§ Source excerpt

That was the statement on Amalia Melis' placard when she joined another 500 poets and writers in central Athens on March 21st to commemorate International Poetry Day. The gathering, which did not disrupt traffic or bring out the riot squad, walked to Constitution Square, stopping at street corners to listen to readings from Homer, Seferis, Cavafy, and Elytis. The event did not even merit a squib in the daily press.

But Amalia is used to having to struggle for the sake of literature, and she refuses to give up.

This year, this dynamic Greek-American woman is celebrating the tenth anniversary of her Aegean Arts Circle creative writing workshops on the Cycladic island of Andros.

Andros, where her parents were born and lived before they emigrated to the U.S., makes headlines every summer as the only Greek island with a world-class modern art museum. Founded by shipowners, Basil and Elise Goulandris, it has hosted exhibitions by a roster of painters and sculptors you'd never expect to find there, such as: Picasso, Matisse, Rodin, Giacometti, Moore, Klee, Toulouse-Lautrec, as well as noted Greeks like Tsarouchis, Ghikas, Tetsis. This summer's show is dedicated to the Surrealists.

And this July, on the other side of the island, participants in the Aegean Arts Circle will be honing their writing skills under the leadership of Pulitzer Prize winner Robert Olen Butler. Butler, who has written 12 novels, dozens of short stories, screenplays and essays, won the Pulitzer in 1993 for A Good Scent from a Strange Mountain.

"I'm really, really proud to have Butler," said Amalia when we met at her home in an Athens suburb for tea last week. "He's a wonderful writer and an inspiring teacher. I foresee a great collaboration. In 2008, I attended a seminar of his. He uses the technique of 'flash fiction' -- writing 500 words of new material based on an idea he presents each morning -- and it certainly fires up your imagination. I've been working to get him to Greece ever since."

§ Parts of the exercise
[A] Give as a numbered list the lines in the entries from the line with "Mark each instance of the woman in" up to and including the line with "x=210 y=454", leaving out any blank lines.
[B] Carry the article on Amalia Melis and her Andros writing workshops further, starting right after its last sentence.
The article and the entries are separate material.

§ Data rows
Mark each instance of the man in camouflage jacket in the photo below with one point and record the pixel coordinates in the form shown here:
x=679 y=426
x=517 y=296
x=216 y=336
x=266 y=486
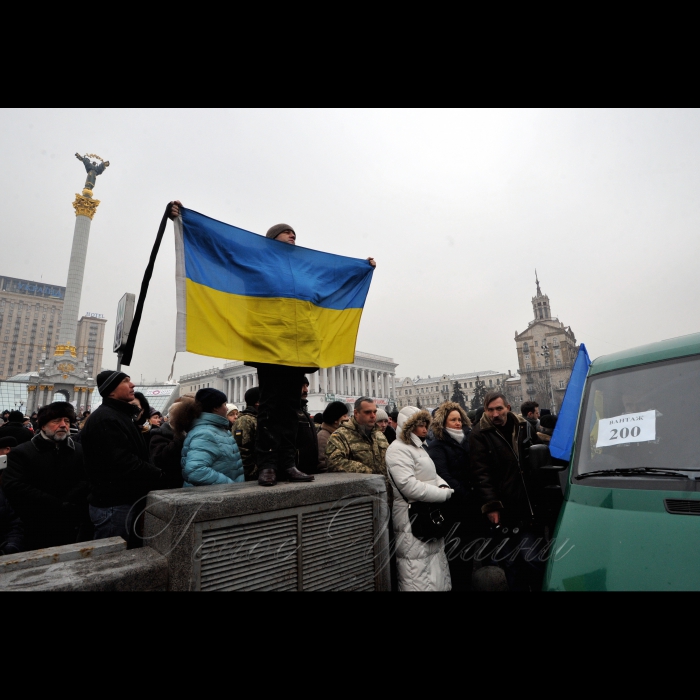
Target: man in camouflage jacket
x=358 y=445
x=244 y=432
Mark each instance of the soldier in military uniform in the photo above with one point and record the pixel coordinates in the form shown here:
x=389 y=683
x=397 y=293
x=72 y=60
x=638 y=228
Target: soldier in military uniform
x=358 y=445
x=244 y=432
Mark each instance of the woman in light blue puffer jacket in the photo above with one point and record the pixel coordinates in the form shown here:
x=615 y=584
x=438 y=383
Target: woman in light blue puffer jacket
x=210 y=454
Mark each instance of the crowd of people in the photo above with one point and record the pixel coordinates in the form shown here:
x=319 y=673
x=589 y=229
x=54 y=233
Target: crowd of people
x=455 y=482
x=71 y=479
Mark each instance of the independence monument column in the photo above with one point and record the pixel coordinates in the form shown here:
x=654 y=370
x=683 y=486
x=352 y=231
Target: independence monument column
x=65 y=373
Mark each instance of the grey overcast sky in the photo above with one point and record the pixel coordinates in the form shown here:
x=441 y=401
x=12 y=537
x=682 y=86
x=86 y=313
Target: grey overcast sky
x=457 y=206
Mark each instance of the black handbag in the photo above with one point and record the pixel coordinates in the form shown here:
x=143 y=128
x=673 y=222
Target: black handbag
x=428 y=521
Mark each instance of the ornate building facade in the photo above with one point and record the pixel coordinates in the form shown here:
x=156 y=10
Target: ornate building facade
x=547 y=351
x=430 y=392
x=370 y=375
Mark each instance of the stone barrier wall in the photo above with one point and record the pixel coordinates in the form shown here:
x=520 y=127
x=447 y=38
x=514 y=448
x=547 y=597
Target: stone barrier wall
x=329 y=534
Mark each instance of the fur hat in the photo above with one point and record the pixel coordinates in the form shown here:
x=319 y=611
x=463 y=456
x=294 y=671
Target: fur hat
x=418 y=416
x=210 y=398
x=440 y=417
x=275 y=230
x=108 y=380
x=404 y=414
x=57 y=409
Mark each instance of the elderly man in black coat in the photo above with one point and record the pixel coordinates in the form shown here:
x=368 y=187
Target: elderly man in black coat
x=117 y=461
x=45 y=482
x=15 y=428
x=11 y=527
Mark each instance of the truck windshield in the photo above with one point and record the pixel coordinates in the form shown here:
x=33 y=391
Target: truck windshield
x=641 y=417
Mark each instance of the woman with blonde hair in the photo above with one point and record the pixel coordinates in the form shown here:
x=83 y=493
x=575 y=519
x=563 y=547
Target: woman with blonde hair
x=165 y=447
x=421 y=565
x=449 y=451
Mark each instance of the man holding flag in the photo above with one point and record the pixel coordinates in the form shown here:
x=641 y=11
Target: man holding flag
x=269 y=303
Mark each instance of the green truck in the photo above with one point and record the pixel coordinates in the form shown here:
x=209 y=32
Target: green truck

§ Results by task
[A]
1. Mark each instance of the woman in light blue puffer jacket in the photo above with one point and record the pixel coordinates in the form shown here:
2. x=615 y=584
3. x=438 y=383
4. Target: woman in light blue puffer jacket
5. x=210 y=454

[B]
Since its inception in 2003, the Aegean Arts Circle has boasted such writers as Dorothy Allison, Connie May Fowler, Nick Papandreou, Stratis Haviaras, June Gould and Natalie Bakopoulos. Amalia continued,

Our leaders, all established professionals, are extremely generous with their time and knowledge. Each workshop creates special bonds and we become friends, sharing our work afterwards through emails. Several participants keep coming back, which tells me we must be doing something right. Take Natalie Bakopoulos, for example. She teaches creative writing at the University of Michigan and has just published her first novel, The Green Shore. She's led the workshop three times, but she got to know it as a participant herself.

Dorothy Allison, on the other hand, is the person who gave me my start in fiction. I'd come back to Greece for the second time in 1992. I continued working as a hard-news journalist, feature writer and speech writer, but I was burning to turn the story of my grandmother, who left Andros for Astoria, into fiction. Through her, I wanted to explore the position of immigrant women -- belonging, homeland, yearning for something that is no longer real -- without having to stick to personal facts.

It took a long time, but in 1999 I dove off the deep end, left my toddler daughter with my husband, and signed up for a writers' workshop in Assisi. I'd never dared to attempt fiction before and I was lucky. Dorothy Allison was the leader. She was so tough, disciplined, and encouraging about the writing process, and I was so inspired by her gutsy subject matter in Bastard out of Carolina, that I produced a story which went on to win an award in Glimmer Train, a prestigious U.S. literary magazine.

That workshop changed my life. I realized, I too, could set up a workshop myself on the island I love. It would have two aims: to create a community of writers and promote Andros at the same time. Since then I've gotten to know so many fascinating people, from places as diverse as Bangladesh, Canada, Mexico, and Italy, besides Greece and the U.S. Although the workshops are open to men and women, more women come. Often they are professionals -- psychologists, lawyers, academics, executives -- who want to shift gears and find their own voice as writers.

For every workshop, I try to get participants who'd be good for the AAC, not people who just want to do tourism. Sometimes, this means I shoot myself in the foot, business-wise, and end up having a smaller group, but one that is truly interested in writing.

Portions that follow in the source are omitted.